**Exercise goal:**
Rewrite the items below as a Markdown table with a column named "No." for the row number and a column named "Text" for the line. Skip blank lines, and leave the pictures out of your answer.

**Data section:**
= = = = =

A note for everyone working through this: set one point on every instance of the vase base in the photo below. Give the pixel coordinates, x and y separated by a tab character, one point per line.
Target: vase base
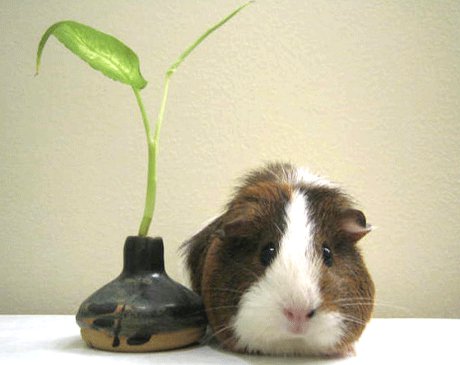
157	342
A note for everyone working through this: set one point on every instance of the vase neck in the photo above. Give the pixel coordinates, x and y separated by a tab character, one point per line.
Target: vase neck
143	254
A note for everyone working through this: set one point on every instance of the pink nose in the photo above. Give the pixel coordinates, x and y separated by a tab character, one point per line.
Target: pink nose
297	315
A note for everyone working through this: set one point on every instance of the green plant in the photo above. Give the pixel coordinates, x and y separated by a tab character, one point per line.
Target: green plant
114	59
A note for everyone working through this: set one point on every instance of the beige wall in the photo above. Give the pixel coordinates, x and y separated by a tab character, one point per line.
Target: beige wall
364	92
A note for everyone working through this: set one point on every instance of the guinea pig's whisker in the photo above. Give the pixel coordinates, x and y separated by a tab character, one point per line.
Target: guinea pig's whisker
226	290
213	334
353	319
352	299
222	307
364	301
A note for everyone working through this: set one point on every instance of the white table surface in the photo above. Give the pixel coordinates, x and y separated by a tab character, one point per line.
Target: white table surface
56	339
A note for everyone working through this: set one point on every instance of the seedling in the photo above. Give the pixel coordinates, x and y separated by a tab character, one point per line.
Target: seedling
117	61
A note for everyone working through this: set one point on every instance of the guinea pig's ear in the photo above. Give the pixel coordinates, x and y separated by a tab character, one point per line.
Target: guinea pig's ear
353	224
239	223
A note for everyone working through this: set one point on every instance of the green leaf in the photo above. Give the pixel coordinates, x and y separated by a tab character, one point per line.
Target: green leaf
101	51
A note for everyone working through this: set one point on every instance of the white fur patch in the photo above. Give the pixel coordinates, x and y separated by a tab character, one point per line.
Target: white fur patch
291	281
303	176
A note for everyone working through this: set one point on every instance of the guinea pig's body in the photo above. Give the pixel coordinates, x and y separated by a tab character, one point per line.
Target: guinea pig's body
279	271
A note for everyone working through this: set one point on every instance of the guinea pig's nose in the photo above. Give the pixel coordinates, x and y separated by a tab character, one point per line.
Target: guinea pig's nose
298	315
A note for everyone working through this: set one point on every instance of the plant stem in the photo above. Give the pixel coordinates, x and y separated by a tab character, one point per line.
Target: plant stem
151	170
153	142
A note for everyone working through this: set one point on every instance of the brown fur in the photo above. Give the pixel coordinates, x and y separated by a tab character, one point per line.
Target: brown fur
223	258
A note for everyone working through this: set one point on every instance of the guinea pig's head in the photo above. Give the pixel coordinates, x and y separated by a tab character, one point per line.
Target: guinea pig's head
280	271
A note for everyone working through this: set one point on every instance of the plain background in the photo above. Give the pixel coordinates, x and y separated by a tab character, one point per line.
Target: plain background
365	93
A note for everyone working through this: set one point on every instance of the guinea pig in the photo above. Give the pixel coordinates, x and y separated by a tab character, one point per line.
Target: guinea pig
280	271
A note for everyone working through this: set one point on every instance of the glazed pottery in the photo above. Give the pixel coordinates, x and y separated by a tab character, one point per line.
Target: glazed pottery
142	309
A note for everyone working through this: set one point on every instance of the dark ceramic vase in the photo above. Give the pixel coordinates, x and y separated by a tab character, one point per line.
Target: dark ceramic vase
142	309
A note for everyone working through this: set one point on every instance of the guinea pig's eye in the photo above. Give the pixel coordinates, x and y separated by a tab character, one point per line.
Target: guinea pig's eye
267	254
327	255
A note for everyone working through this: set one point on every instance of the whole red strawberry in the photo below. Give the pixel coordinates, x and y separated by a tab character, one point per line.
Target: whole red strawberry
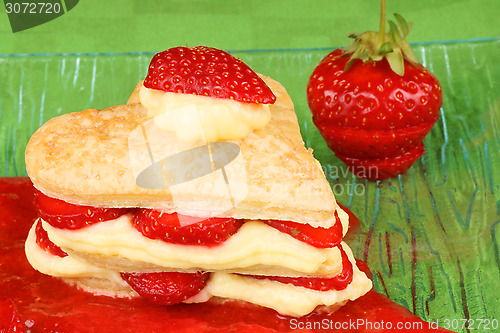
209	72
374	103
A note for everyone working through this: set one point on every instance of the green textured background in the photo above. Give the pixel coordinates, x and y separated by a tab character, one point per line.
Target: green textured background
431	237
155	25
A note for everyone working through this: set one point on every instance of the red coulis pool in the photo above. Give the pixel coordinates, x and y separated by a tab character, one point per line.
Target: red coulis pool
33	302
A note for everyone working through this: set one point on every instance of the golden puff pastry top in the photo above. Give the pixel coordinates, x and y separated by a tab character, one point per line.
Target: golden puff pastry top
94	157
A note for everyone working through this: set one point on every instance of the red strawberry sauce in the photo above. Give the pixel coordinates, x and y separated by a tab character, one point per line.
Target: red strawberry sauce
45	304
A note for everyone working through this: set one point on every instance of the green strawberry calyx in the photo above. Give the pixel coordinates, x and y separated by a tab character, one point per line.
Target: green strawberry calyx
372	46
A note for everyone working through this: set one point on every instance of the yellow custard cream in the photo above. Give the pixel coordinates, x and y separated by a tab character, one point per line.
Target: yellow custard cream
287	299
199	118
255	249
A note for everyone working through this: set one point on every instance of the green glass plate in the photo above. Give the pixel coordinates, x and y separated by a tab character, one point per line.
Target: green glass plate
431	236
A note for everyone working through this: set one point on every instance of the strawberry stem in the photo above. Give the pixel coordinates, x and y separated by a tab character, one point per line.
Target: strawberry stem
381	31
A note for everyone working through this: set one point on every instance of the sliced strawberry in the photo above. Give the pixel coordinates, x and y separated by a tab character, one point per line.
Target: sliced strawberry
167	288
317	237
374	103
63	215
10	320
155	224
209	72
43	241
338	282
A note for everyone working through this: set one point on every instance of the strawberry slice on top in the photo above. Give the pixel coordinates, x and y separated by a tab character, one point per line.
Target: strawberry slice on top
213	231
64	215
316	236
208	72
373	103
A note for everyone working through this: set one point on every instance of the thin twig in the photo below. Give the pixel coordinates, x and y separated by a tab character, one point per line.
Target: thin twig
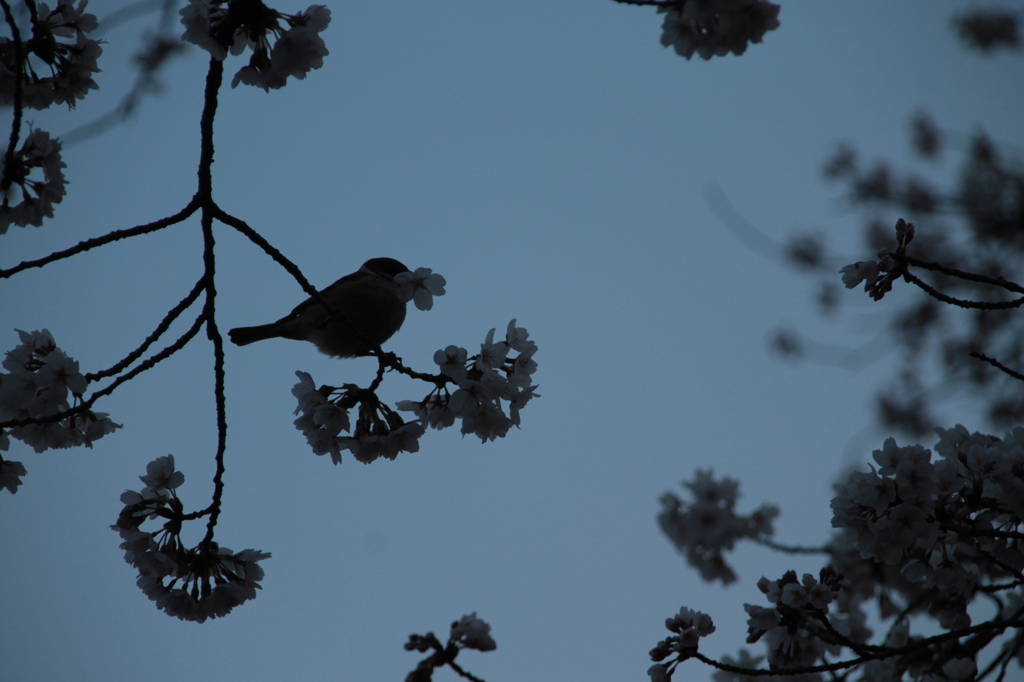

= = = = =

**Correct answer:**
| No. | Text |
|---|---|
| 1 | A note for everyone working through this: set one point on every instance of the vase base in the photo below. Give the pixel coordinates, x and y separated by a tab character, one point per line. |
| 2 | Target: vase base |
| 3 | 157	342 |
| 4 | A note for everyone working through this: set one point on every instance of the vase neck in the photo above. Give the pixel coordinates, x and y separated by a tab character, one point per line. |
| 5 | Target: vase neck |
| 6 | 143	254 |
| 7 | A note for everyone working through this: set one point on every instance of the pink nose in the photo above. Give the pixel coordinates, x and y separated by a tab character, one point per line. |
| 8 | Target: pink nose |
| 9 | 297	315 |
| 10 | A note for everyone working through this: set one point on every instance of the green plant in the photo above. Give the pixel coordinates, x and y separated by a tab character, one point per line. |
| 11 | Target: green plant |
| 12 | 114	59 |
| 13 | A note for everyone working through this: set one point on every instance of the beige wall in the photo above. Give the pixel coordinates, x and y separated by a tab character, one point per line. |
| 14 | Target: beige wall |
| 15 | 364	92 |
| 16 | A note for everyone working through this: set one point on every instance of the guinea pig's whisker in the photo above. Give the pixel coordinates, x and y separated by a tab character, one point per line. |
| 17 | Target: guinea pig's whisker |
| 18 | 226	290 |
| 19 | 213	334 |
| 20 | 353	319 |
| 21 | 352	299 |
| 22 | 222	307 |
| 23 | 364	301 |
| 24 | A note for everyone working through this: set one point on every instance of the white table surface in the photo above. Give the pixel coordinates, x and y separated by a tab character, one point per line. |
| 25 | Target: white table surface |
| 26 | 56	339 |
| 27 | A note for everyone working through this: set one point on every instance of the seedling in the photo above. Give the pixel coordinates, x and y separated by a tab character, one point per line. |
| 28 | Target: seedling |
| 29 | 117	61 |
| 30 | A note for everyone working through this: set one point on every instance of the guinea pig's ear in the photo above. Give the pixel coordinates, x and y separated by a tab character, one point per line. |
| 31 | Target: guinea pig's ear |
| 32 | 353	224 |
| 33 | 239	223 |
| 34 | A note for everyone working through this: set one point on every instance of the green leaf in the photo above. Give the pixel coordinates, x and y separated by a tab character, one point per line. |
| 35 | Target: green leaf |
| 36 | 101	51 |
| 37 | A note for everyone working through this: set one point on every instance of the white fur patch in the photo above. Give the pixel coordinates, x and y separated by a tab character, one point per line. |
| 38 | Target: white fur patch |
| 39 | 291	281 |
| 40 | 303	176 |
| 41 | A note for everyone working through this: set one point on every instance of the guinea pig's body in the photo above. Give the pixel coordinates, x and y separated by a tab character, one point per line. |
| 42 | Target: guinea pig's body |
| 43 | 279	271 |
| 44 | A note for everyone working through this: set one point on every instance of the guinea pig's nose in the photo above. Give the pixel coordinates, x and y separated by a tab character, one point per line. |
| 45 | Target: guinea pig's nose |
| 46 | 298	315 |
| 47 | A note for everyone working through this: set one point on every instance of the plant stem in the photo above. Give the pixel coordinates, x and y separated by a tab character, one point per line. |
| 48 | Target: plant stem |
| 49 | 151	170 |
| 50 | 153	142 |
| 51 | A note for everyone working through this: set one point on every instance of the brown fur in the photo above. Give the pixel coordinates, x and y separated by a tab character, one point per line. |
| 52 | Target: brown fur |
| 53 | 223	258 |
| 54 | A note for everyone working through this: set one point on every instance of the guinea pig's head in the photo above. Give the pixel coordinates, x and y separated by a tab character, one point per line. |
| 55 | Target: guinea pig's head |
| 56 | 280	271 |
| 57 | A note for everyone working through this: set one point on every instance of the plain background in the photo above. Give the pixel coordinates, x and y separated by a tab character, one point per line. |
| 58 | Target: plain background |
| 59 | 365	93 |
| 60 | A note for everyone working through this: set one point on every instance of the guinea pig in the photo above. Give the pixel coordinates, x and y separated by a tab character, one point per line. |
| 61 | Target: guinea pig |
| 62 | 280	271 |
| 63 | A note for everyone working through this: set one point on every instance of the glazed pottery in the photo above. Give the pixel coordinates, x and y separated by a tab character, one point per line. |
| 64 | Target: glazed pottery |
| 65 | 142	309 |
| 66 | A note for everyone working through this: set one point on every instance of the dark ceramic vase in the photo above. Give the pixel coordinates, x and y separated by a tab character, one point per line. |
| 67 | Target: dark ceramic vase |
| 68 | 142	309 |
| 69 | A note for everyone working through this: set one point on every instance of the guinea pig's eye in the photo above. Give the pixel coordinates, x and y separated by a tab character, one point per line. |
| 70 | Target: guinea pig's eye |
| 71 | 267	254 |
| 72 | 327	255 |
| 73 | A note for everyone working through this: set one point on every instance of the whole red strawberry in the photo below. Give the pixel coordinates, x and y separated by a tab character, one point per line. |
| 74 | Target: whole red strawberry |
| 75 | 209	72 |
| 76 | 374	103 |
| 77 | A note for everyone working through this: set one point on every instance of the green textured background in the photo above. Give the pixel coordinates, x and y separated by a tab character, one point per line. |
| 78 | Target: green textured background |
| 79 | 431	237 |
| 80 | 155	25 |
| 81 | A note for everyone working through this: set one point on every instance of the red coulis pool in the photo above. Give the pixel coordinates, x and y separated by a tab character, one point per line. |
| 82 | Target: red coulis pool |
| 83 | 33	302 |
| 84 | A note for everyone working through this: set one point on every instance of the golden puff pastry top in the photo above. Give the pixel coordinates, x and y separated by a tab character, one point per line. |
| 85 | Target: golden puff pastry top |
| 86 | 94	157 |
| 87 | A note for everyone working through this: set one point on every instance of the red strawberry sauce in the photo above. Give the pixel coordinates, x and y separated by a tab character, one point per line. |
| 88 | Target: red strawberry sauce |
| 89 | 45	304 |
| 90 | A note for everyone working through this: set one point on every instance of the green strawberry calyx in the photo above. Give the pixel coordinates, x and y separated by a tab character, one point per line. |
| 91 | Target: green strawberry calyx |
| 92 | 372	46 |
| 93 | A note for everyone working through this: set one point on every instance of the yellow custard cream in the photo above. Give the pixel coordinates, x and y separated by a tab character, one point per line. |
| 94 | Target: yellow custard cream |
| 95 | 287	299 |
| 96 | 199	118 |
| 97 | 255	249 |
| 98 | A note for everyone working through this: set one point on every instance of the green glass plate in the photo above. Give the pixel coordinates, x and y separated by a tab character, one point per line. |
| 99 | Target: green glass plate |
| 100 | 431	236 |
| 101 | A note for everyone working through this: set one point on every instance of the strawberry stem in the photo above. Give the pixel coordinates, x and y separated by a tab character, one point per line. |
| 102 | Target: strawberry stem |
| 103 | 381	31 |
| 104 | A note for everyone working through this: set one point on every instance of the sliced strawberry in the photo above. Give the pixel coordinates, x and y separated by a tab character, one point per line. |
| 105 | Target: sliced strawberry |
| 106 | 167	288 |
| 107 | 317	237 |
| 108 | 374	103 |
| 109 | 63	215 |
| 110 | 10	320 |
| 111 | 155	224 |
| 112 | 209	72 |
| 113 | 43	241 |
| 114 | 338	282 |
| 115 | A note for everyone working through this: set one point on every instance of the strawberry slice on top in the photo above. Give the pixel coordinates, x and y separated by a tab character, one point per line. |
| 116 | Target: strawberry slice on top |
| 117 | 213	231 |
| 118 | 64	215 |
| 119 | 316	236 |
| 120 | 208	72 |
| 121 | 373	103 |
| 122 | A note for everyone working through this: set one point on every instance of the thin twig in the photo below. Give the pixel coordinates, x and y separated by a tab character, one point per line. |
| 123 | Target: thin twig |